**Work to do**
List every line in the data below that contains the string "rocky", copying each line in full. Case counts, so only that exact capitalization matches.

═══ Dataset content ═══

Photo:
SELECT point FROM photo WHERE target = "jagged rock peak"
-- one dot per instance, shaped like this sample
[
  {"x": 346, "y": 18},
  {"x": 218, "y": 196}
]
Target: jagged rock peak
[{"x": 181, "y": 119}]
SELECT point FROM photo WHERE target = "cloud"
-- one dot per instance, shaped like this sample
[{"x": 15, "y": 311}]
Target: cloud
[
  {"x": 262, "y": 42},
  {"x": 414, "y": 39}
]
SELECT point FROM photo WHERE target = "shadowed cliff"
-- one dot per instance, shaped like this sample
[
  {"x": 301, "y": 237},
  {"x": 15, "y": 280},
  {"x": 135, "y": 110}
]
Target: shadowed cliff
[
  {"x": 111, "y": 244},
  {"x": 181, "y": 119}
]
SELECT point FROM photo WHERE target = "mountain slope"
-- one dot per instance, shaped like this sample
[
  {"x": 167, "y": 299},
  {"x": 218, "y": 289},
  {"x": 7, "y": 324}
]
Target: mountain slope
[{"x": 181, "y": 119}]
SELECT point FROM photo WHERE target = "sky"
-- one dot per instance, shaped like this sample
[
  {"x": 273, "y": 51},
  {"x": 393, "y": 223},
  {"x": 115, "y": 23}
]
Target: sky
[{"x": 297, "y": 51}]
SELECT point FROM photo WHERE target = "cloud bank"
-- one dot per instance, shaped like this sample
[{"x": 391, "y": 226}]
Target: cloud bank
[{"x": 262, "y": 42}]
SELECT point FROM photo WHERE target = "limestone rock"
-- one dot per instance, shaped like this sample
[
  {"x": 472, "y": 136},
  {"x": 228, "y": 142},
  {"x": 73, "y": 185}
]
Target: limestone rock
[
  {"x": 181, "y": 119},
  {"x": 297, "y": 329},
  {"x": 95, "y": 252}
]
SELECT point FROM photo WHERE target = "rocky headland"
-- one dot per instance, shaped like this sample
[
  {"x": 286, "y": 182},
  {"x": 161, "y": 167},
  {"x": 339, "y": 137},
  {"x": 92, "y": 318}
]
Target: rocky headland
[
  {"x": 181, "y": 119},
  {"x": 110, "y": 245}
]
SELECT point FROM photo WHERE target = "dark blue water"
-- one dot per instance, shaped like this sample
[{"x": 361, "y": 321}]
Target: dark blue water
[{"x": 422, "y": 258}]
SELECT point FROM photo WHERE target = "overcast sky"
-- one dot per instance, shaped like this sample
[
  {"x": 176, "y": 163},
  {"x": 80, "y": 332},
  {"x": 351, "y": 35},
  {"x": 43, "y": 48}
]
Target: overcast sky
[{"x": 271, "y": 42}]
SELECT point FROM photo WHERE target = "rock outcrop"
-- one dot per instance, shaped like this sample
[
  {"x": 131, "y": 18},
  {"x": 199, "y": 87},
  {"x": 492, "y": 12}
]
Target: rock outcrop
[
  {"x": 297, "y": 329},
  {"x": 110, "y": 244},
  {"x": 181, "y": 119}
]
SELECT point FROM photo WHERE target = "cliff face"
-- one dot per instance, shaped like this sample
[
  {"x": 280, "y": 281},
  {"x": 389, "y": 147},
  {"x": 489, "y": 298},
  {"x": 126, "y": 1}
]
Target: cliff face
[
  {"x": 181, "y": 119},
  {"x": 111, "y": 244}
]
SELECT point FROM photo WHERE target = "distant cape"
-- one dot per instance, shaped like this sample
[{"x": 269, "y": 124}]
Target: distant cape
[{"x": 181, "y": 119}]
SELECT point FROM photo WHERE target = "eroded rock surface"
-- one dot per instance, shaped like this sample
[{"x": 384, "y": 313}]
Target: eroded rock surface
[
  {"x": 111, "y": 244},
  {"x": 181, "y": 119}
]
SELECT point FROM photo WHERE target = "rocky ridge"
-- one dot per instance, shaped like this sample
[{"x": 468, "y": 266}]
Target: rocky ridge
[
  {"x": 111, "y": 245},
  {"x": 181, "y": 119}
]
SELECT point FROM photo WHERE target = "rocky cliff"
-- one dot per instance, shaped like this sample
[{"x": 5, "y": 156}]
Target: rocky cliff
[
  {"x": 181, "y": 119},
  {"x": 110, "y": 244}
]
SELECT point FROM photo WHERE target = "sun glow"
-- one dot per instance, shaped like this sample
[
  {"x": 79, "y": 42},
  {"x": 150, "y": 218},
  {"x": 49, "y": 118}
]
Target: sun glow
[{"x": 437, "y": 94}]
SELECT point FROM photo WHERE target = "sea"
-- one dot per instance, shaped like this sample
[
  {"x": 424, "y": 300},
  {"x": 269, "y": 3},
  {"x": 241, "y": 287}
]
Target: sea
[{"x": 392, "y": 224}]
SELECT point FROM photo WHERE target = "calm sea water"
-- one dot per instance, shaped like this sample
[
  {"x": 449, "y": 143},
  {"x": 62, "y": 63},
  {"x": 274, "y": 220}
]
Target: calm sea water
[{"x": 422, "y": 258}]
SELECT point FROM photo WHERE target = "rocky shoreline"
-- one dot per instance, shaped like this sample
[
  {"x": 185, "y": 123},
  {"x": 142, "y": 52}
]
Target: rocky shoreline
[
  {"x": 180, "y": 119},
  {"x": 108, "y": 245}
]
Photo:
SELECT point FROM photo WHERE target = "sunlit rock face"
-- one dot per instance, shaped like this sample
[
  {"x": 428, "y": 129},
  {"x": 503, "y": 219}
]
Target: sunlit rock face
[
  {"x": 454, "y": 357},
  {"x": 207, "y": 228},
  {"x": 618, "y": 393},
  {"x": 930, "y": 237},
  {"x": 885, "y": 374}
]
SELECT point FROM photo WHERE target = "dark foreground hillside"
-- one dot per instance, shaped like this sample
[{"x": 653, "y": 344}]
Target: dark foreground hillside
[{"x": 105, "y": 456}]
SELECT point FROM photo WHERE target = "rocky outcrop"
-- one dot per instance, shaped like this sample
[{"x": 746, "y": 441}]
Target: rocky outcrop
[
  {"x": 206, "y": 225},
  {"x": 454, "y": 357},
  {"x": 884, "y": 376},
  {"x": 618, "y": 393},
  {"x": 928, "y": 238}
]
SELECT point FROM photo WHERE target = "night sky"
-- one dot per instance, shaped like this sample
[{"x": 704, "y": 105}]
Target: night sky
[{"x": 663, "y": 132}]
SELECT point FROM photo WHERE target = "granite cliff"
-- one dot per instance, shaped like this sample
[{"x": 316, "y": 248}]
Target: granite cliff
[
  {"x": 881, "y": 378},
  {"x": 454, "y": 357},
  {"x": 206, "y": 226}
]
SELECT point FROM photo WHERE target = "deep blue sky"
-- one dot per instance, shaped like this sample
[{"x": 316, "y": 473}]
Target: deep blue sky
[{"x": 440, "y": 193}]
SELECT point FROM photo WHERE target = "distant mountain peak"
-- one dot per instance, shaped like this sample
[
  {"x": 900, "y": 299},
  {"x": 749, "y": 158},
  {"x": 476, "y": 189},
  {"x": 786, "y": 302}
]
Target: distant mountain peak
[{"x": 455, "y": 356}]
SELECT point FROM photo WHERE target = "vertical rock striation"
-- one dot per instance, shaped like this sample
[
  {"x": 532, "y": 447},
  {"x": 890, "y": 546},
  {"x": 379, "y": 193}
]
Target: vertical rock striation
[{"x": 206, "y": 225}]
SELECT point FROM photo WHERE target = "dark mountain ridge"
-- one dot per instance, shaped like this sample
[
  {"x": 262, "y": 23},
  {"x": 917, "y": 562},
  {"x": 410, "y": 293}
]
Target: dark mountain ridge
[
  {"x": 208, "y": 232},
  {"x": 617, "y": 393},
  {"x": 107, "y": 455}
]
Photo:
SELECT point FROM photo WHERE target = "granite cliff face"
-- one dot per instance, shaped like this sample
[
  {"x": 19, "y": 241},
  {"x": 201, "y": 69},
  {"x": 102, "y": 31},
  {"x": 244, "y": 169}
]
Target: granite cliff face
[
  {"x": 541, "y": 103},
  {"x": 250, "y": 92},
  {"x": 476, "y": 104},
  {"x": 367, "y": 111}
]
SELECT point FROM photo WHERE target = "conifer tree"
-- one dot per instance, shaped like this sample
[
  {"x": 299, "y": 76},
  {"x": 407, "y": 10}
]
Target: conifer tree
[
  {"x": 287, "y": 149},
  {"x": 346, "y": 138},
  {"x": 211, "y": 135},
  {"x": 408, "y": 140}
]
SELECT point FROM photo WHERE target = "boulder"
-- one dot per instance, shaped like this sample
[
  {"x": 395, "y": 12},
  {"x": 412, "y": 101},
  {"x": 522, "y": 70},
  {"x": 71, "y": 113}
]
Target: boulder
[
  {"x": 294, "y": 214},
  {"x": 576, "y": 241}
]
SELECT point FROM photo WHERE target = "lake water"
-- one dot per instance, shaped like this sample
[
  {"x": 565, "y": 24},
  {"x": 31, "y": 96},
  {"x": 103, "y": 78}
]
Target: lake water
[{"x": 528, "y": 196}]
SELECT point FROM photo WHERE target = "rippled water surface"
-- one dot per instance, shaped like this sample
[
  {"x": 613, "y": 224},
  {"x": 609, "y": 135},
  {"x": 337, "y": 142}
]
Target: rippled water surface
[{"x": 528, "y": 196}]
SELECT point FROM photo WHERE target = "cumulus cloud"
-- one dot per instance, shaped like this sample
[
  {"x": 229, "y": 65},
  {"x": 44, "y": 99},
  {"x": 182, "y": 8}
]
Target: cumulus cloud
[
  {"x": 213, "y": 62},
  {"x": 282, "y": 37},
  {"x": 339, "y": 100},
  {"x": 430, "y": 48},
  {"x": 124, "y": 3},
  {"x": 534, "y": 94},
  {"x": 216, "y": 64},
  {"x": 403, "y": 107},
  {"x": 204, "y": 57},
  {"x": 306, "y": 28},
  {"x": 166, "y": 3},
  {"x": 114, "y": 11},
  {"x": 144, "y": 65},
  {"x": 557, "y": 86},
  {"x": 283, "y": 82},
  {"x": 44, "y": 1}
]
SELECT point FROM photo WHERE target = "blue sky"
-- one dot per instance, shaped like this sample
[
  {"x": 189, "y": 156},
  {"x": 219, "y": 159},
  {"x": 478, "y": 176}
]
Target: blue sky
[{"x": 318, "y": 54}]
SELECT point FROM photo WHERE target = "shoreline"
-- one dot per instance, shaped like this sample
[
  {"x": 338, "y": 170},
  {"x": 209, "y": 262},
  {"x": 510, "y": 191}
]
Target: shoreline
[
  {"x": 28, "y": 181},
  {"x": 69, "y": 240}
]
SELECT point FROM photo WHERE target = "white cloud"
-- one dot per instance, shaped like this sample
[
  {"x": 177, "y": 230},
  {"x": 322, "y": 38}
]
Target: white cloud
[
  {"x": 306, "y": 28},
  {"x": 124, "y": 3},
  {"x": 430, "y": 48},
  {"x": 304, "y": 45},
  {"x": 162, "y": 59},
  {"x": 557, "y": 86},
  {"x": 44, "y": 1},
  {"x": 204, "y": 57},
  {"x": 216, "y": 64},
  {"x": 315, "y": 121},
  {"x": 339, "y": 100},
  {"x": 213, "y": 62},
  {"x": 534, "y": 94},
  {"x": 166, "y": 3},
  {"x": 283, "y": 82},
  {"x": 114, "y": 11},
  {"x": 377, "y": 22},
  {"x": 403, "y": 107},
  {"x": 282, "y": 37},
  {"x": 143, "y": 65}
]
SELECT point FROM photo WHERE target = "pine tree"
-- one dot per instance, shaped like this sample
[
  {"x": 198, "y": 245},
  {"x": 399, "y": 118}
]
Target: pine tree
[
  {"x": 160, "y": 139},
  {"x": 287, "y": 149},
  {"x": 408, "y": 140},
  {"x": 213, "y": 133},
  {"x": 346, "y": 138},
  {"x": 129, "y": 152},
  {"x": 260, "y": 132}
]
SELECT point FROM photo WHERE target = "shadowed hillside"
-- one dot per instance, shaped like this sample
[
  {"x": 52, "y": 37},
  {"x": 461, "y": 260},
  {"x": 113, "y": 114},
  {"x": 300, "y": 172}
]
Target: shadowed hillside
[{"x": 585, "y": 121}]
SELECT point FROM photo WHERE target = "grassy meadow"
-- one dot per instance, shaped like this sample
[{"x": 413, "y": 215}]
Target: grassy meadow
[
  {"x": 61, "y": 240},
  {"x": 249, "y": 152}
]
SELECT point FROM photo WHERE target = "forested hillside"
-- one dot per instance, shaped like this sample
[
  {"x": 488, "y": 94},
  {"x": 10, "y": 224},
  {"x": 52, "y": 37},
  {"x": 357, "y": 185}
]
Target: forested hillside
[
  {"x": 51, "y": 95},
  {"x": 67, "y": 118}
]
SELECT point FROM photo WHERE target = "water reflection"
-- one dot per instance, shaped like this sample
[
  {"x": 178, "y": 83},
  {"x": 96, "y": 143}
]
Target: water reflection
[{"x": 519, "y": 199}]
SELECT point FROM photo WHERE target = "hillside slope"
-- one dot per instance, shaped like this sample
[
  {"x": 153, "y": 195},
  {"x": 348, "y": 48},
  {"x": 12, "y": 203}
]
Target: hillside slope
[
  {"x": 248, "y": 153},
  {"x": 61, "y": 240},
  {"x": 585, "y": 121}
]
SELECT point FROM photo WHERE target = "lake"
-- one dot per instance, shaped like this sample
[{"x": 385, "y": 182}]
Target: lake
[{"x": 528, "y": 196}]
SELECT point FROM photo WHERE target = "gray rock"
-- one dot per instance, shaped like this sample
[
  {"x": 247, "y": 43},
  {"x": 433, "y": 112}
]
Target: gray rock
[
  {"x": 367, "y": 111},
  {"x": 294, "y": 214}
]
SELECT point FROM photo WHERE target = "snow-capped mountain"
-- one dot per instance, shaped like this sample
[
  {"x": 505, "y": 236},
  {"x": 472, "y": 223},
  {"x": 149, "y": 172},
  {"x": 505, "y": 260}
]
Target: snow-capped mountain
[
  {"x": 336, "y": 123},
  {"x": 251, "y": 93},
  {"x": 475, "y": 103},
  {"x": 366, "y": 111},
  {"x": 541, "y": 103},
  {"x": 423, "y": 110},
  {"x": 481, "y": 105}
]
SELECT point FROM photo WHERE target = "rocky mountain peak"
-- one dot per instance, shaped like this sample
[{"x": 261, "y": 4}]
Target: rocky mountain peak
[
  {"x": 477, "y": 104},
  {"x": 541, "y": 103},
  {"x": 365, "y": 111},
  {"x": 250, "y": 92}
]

═══

**Answer**
SELECT point FROM photo WHERE target = "rocky headland"
Target: rocky headland
SELECT point FROM photo WHERE target = "rocky ridge"
Target: rocky ridge
SELECT point FROM photo WHERE target = "rocky cliff"
Target: rocky cliff
SELECT point FROM photo WHERE target = "rocky shoreline"
Target: rocky shoreline
SELECT point FROM photo WHERE target = "rocky outcrop"
Target: rocky outcrop
SELECT point FROM photo WHERE target = "rocky mountain peak"
Target: rocky mountain peak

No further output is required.